▶ SUPPLIED RECORDS:
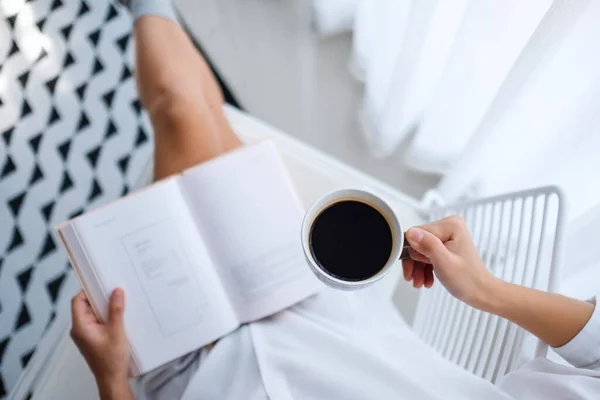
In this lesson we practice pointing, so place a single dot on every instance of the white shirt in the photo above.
(354, 345)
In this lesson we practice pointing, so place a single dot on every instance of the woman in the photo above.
(335, 345)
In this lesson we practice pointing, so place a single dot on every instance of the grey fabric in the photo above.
(170, 380)
(160, 8)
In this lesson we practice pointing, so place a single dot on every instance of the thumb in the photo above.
(116, 310)
(428, 244)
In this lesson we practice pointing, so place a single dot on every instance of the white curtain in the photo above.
(494, 95)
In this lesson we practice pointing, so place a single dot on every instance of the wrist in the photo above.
(489, 296)
(113, 388)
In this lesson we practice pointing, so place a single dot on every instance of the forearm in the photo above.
(114, 390)
(553, 318)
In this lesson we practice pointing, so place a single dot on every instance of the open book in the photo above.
(197, 254)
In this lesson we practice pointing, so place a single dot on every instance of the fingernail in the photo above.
(415, 235)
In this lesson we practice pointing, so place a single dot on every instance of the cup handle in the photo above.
(405, 255)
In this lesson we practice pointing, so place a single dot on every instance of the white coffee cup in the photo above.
(399, 245)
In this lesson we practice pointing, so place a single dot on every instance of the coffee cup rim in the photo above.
(358, 195)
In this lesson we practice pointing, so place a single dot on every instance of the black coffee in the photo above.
(351, 240)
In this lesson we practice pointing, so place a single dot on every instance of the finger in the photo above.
(415, 255)
(428, 244)
(429, 278)
(445, 228)
(78, 307)
(407, 269)
(116, 310)
(418, 275)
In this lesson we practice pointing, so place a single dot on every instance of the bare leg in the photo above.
(182, 97)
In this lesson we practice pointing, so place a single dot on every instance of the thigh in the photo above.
(188, 132)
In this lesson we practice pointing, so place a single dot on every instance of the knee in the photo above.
(173, 109)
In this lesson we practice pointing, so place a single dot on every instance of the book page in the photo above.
(147, 243)
(250, 217)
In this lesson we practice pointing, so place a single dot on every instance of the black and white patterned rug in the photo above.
(72, 136)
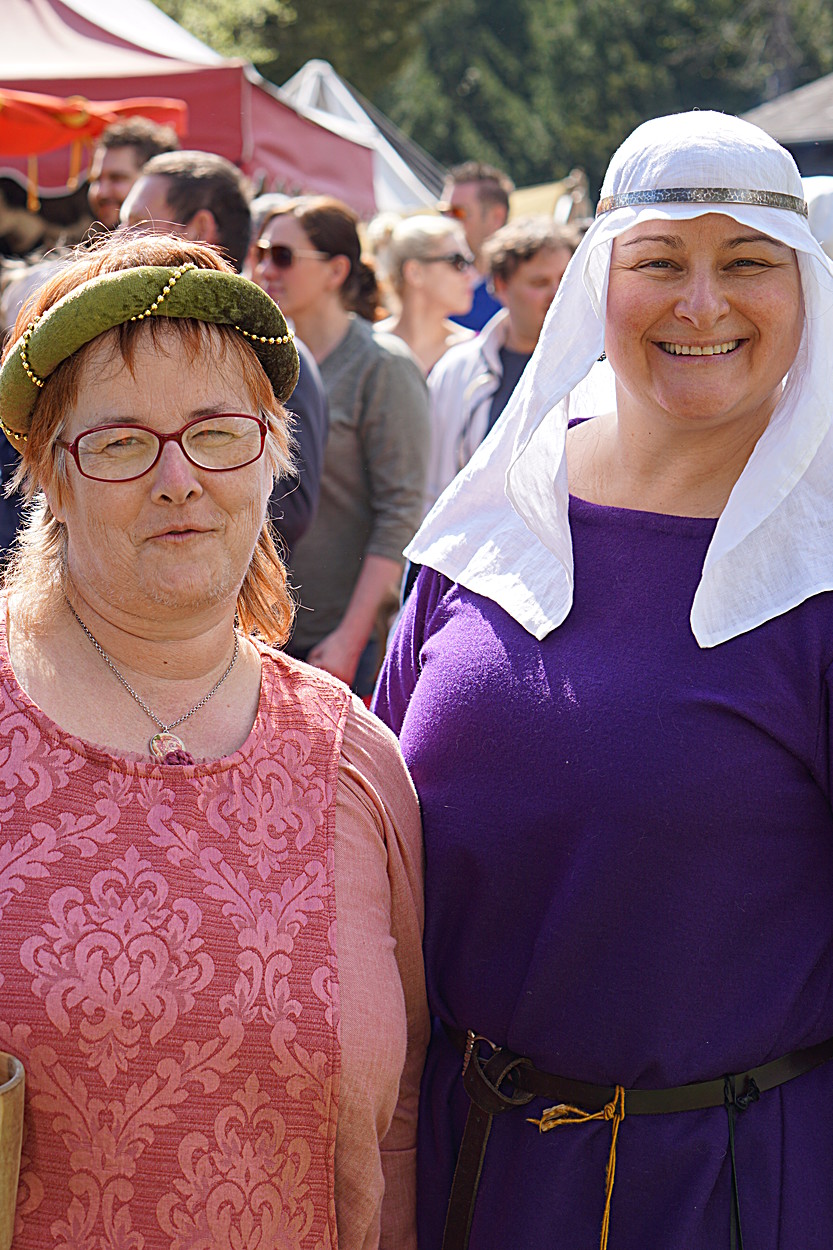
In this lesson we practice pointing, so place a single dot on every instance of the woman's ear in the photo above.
(339, 269)
(55, 498)
(413, 273)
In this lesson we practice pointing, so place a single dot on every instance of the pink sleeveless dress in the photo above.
(168, 975)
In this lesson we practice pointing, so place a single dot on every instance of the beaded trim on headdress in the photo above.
(111, 299)
(703, 195)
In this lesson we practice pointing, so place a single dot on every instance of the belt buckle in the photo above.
(472, 1039)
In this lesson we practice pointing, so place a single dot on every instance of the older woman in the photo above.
(613, 691)
(209, 853)
(428, 264)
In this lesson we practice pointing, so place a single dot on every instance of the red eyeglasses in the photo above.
(283, 256)
(457, 211)
(123, 453)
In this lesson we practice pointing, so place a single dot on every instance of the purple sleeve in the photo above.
(403, 661)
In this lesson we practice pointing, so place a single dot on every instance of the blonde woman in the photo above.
(430, 269)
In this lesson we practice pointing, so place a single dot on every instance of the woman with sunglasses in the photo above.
(209, 853)
(428, 264)
(348, 565)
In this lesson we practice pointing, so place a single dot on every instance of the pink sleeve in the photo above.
(384, 1014)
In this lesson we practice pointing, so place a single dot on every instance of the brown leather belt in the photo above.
(503, 1080)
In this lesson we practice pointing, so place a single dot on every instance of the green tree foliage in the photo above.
(534, 86)
(549, 84)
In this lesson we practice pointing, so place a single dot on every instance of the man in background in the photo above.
(120, 153)
(472, 383)
(477, 195)
(201, 195)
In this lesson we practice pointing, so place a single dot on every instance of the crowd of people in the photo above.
(322, 933)
(372, 453)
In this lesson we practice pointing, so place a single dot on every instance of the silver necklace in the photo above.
(164, 744)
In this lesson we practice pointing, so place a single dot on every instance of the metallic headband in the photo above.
(703, 195)
(131, 295)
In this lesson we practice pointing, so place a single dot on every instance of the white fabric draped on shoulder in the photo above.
(502, 528)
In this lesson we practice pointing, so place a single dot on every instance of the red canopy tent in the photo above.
(104, 53)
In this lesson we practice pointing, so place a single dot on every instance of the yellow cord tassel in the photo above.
(563, 1113)
(33, 203)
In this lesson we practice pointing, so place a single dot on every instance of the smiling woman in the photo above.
(613, 686)
(210, 881)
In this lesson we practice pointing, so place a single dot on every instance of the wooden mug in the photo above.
(11, 1099)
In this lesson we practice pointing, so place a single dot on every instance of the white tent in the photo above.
(404, 176)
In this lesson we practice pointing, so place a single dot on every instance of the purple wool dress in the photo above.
(629, 858)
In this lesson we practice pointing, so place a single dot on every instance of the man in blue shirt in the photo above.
(477, 195)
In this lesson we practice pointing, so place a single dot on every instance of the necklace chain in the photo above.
(141, 703)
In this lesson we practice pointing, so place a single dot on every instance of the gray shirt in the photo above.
(374, 474)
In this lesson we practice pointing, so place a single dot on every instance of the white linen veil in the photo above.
(502, 528)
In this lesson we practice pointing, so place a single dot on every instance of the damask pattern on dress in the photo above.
(169, 978)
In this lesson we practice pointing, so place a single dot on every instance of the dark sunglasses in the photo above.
(453, 210)
(284, 256)
(457, 260)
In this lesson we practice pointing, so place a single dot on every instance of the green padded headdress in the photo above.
(131, 295)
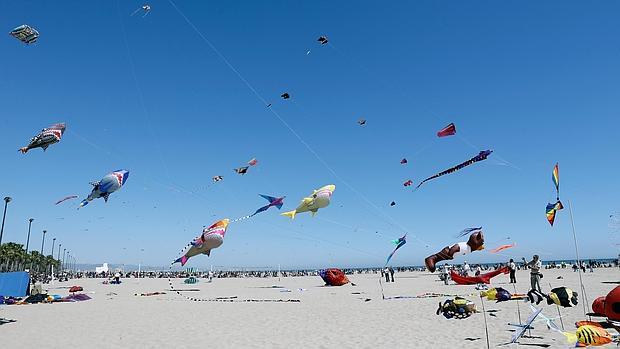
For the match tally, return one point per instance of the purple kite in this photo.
(277, 202)
(399, 243)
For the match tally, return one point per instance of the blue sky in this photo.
(535, 82)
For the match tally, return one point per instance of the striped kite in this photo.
(481, 156)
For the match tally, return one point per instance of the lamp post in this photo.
(7, 199)
(28, 239)
(43, 242)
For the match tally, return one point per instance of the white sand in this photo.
(327, 317)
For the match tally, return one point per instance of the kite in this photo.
(502, 247)
(273, 202)
(449, 130)
(25, 34)
(106, 186)
(481, 156)
(458, 308)
(66, 198)
(399, 243)
(551, 209)
(474, 243)
(320, 198)
(468, 231)
(211, 237)
(334, 277)
(242, 170)
(146, 8)
(45, 138)
(528, 324)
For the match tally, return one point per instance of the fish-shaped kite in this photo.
(211, 237)
(106, 186)
(273, 202)
(483, 155)
(320, 198)
(65, 199)
(399, 243)
(45, 138)
(449, 130)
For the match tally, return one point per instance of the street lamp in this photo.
(43, 242)
(28, 239)
(7, 199)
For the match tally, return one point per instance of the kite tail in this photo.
(290, 214)
(182, 260)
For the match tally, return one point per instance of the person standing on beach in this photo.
(513, 270)
(535, 264)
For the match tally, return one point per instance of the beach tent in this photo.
(14, 284)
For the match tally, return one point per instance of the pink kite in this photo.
(502, 247)
(449, 130)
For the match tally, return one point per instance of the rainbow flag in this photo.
(556, 177)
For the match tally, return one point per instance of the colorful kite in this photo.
(273, 202)
(211, 237)
(474, 243)
(502, 247)
(66, 198)
(399, 243)
(25, 34)
(320, 198)
(106, 186)
(45, 138)
(551, 209)
(483, 155)
(242, 170)
(449, 130)
(468, 231)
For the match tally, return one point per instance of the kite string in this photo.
(286, 124)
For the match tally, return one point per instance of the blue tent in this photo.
(14, 284)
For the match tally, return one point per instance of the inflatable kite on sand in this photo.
(480, 279)
(45, 138)
(106, 186)
(320, 198)
(334, 277)
(211, 237)
(474, 243)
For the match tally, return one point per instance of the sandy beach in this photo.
(325, 317)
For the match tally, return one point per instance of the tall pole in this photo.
(7, 199)
(43, 242)
(28, 239)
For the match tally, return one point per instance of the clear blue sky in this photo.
(536, 82)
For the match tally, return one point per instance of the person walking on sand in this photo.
(535, 265)
(513, 270)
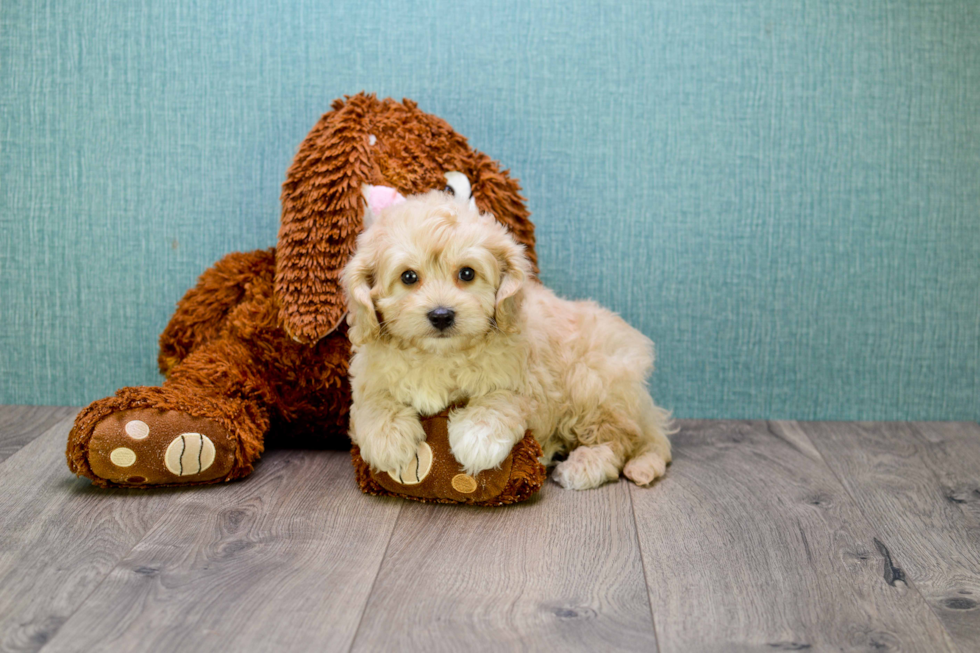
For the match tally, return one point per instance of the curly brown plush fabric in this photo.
(259, 345)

▶ WORK ORDER:
All lines from the one containing "walking on sand in this photo." through the end of the data are to be restated exactly, with nothing else and without the pictures.

▶ COMPLETED TASK:
For the match tally, return one point per instance of the person walking on sand in this photo.
(535, 265)
(513, 270)
For the match tally, return one point per instance of the curly brown plush fabric in this photo.
(259, 345)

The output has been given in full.